### Objective
Retype the lines of the records starting with the line that contains "Look at this image and locate every instance of conifer" and going on through the line that contains "top-left (1, 270), bottom-right (34, 293)", including both of those lines. Keep every character unchanged.

====== Entries

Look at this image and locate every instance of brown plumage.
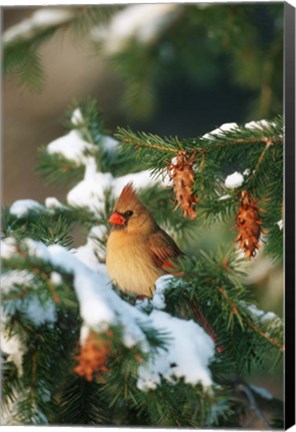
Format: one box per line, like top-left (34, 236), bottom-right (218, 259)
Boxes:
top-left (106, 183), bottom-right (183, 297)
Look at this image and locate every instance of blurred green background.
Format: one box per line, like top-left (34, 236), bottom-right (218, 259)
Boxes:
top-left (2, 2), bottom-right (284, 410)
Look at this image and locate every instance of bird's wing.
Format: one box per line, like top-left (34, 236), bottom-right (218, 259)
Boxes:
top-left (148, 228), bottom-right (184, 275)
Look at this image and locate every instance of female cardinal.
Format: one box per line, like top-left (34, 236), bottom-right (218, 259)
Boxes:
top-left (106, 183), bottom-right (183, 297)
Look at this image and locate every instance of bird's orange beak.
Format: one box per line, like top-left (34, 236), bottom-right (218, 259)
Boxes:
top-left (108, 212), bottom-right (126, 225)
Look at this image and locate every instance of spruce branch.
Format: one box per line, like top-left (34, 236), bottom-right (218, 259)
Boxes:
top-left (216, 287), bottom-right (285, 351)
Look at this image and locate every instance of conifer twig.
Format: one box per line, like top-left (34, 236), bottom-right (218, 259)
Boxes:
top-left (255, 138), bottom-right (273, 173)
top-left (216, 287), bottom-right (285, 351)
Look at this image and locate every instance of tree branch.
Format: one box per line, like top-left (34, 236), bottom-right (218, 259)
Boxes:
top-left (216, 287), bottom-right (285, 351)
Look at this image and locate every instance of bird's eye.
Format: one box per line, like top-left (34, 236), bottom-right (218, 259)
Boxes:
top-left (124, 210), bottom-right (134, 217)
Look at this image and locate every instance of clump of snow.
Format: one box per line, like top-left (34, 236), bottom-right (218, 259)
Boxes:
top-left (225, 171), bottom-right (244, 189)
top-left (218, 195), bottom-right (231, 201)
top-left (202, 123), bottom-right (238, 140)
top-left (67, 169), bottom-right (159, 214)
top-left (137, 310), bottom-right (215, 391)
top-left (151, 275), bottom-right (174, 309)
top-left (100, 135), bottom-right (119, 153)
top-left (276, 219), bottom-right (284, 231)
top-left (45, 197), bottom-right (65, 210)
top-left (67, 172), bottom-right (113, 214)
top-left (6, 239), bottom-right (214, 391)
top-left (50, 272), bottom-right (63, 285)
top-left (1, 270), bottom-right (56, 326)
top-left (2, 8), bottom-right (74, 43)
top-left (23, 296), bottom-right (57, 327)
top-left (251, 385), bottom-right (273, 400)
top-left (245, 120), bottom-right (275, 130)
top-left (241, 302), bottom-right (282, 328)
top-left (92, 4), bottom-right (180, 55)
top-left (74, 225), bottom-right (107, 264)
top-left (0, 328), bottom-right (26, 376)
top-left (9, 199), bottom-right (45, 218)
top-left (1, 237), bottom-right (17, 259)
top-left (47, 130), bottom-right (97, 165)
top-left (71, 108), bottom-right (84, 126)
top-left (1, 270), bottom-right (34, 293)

============
====== Entries

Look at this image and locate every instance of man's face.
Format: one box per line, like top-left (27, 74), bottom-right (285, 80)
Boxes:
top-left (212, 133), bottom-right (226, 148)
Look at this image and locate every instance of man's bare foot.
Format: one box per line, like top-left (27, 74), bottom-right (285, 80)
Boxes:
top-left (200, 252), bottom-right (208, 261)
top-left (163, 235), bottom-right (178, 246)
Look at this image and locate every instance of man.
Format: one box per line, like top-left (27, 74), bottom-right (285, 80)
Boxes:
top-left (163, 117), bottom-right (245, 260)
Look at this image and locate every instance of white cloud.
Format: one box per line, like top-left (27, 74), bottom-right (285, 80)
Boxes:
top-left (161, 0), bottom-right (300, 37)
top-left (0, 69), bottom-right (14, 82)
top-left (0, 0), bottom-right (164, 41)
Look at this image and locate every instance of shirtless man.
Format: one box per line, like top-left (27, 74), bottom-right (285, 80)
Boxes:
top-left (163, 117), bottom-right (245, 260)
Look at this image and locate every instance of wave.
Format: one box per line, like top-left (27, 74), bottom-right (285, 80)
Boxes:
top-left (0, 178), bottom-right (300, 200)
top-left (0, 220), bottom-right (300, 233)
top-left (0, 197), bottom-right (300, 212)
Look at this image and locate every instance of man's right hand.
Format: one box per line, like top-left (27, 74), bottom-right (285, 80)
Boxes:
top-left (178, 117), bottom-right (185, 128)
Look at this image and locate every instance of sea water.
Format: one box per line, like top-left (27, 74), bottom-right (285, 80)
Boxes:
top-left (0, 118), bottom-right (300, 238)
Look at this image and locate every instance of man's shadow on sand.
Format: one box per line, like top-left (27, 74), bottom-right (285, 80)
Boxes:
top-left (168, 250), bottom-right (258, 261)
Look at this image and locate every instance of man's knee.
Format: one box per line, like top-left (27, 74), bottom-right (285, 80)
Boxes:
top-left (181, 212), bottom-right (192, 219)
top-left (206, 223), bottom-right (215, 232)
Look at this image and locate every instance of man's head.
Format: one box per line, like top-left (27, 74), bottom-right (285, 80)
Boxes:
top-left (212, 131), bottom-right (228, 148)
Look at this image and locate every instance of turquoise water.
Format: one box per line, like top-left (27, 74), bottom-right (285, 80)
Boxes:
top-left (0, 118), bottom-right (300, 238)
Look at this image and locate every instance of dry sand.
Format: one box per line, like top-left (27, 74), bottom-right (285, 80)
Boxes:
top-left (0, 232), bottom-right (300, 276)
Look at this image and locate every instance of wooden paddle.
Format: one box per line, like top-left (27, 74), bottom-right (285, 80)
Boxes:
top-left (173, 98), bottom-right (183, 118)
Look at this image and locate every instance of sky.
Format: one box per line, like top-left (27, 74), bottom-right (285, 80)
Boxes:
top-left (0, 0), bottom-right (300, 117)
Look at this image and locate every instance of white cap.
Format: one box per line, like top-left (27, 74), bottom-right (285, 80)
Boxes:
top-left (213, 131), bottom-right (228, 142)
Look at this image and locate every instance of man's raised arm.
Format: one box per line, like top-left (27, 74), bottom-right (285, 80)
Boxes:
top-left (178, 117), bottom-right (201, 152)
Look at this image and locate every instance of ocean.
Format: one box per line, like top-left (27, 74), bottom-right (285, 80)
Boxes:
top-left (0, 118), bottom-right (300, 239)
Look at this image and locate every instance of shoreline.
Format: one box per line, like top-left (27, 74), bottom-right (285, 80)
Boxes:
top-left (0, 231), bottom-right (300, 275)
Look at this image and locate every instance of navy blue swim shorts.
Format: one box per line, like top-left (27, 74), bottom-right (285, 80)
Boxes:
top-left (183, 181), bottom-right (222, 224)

============

### Exercise output
Look at this image and locate every instance of conifer twig.
Format: one box per line, like top-left (34, 236), bottom-right (218, 259)
Boxes:
top-left (255, 138), bottom-right (273, 173)
top-left (216, 287), bottom-right (285, 351)
Look at this image and locate every instance of tree branch.
Format: one box per line, like top-left (34, 236), bottom-right (218, 259)
Boxes:
top-left (216, 287), bottom-right (285, 351)
Look at this image and locate every instance of bird's eye.
Format: one box per line, like top-left (34, 236), bottom-right (218, 259)
Boxes:
top-left (124, 210), bottom-right (134, 217)
Look at this image and locate every instance of clump of snow.
Format: one box per line, like top-left (34, 236), bottom-right (218, 259)
Boxes:
top-left (225, 171), bottom-right (244, 189)
top-left (218, 195), bottom-right (231, 201)
top-left (202, 123), bottom-right (238, 140)
top-left (67, 169), bottom-right (159, 214)
top-left (137, 310), bottom-right (215, 391)
top-left (151, 275), bottom-right (174, 309)
top-left (100, 135), bottom-right (119, 153)
top-left (276, 219), bottom-right (284, 231)
top-left (45, 197), bottom-right (65, 210)
top-left (67, 172), bottom-right (113, 214)
top-left (6, 239), bottom-right (214, 391)
top-left (50, 272), bottom-right (63, 285)
top-left (1, 270), bottom-right (56, 326)
top-left (2, 8), bottom-right (74, 43)
top-left (23, 296), bottom-right (57, 327)
top-left (251, 385), bottom-right (273, 400)
top-left (245, 120), bottom-right (275, 130)
top-left (241, 302), bottom-right (282, 328)
top-left (92, 4), bottom-right (180, 55)
top-left (74, 225), bottom-right (107, 264)
top-left (0, 328), bottom-right (26, 376)
top-left (9, 199), bottom-right (45, 218)
top-left (1, 237), bottom-right (17, 259)
top-left (47, 130), bottom-right (97, 165)
top-left (71, 108), bottom-right (84, 126)
top-left (1, 270), bottom-right (34, 293)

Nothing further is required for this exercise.